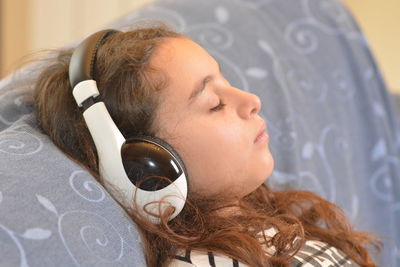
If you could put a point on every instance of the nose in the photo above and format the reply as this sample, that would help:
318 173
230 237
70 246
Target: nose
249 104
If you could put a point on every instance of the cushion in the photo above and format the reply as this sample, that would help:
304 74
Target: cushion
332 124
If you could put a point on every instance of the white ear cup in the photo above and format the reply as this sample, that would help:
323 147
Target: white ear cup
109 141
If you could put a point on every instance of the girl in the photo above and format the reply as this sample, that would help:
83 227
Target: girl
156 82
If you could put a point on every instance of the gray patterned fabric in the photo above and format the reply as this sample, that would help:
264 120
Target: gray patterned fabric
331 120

------------------------------

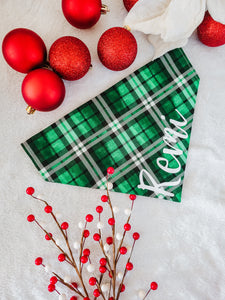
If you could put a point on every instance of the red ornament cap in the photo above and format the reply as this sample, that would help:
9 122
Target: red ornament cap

------------------------------

_What is expected_
Each line of the listing that contains the word "above" must be copied.

_Solution to this problem_
If you could put a point on every instance of the nose in the photo above and format the reply as this sample, that would help:
If you could put a point on every instance of the cushion in the photo above and format the reply as this sample, that would help:
If you could put a point on every instance of the white ear cup in the photo above and format the reply as this sample, that would help:
If you could put a point on every instance of the girl in the photo above and format the reply as this sample, that would help:
If you could put a point on every instance of the gray patterned fabric in the photo above and format the reply as this sample, that would help:
If you could put a point on every instance of the red ornament cap in the photo above and format the reply as this sample, that would help:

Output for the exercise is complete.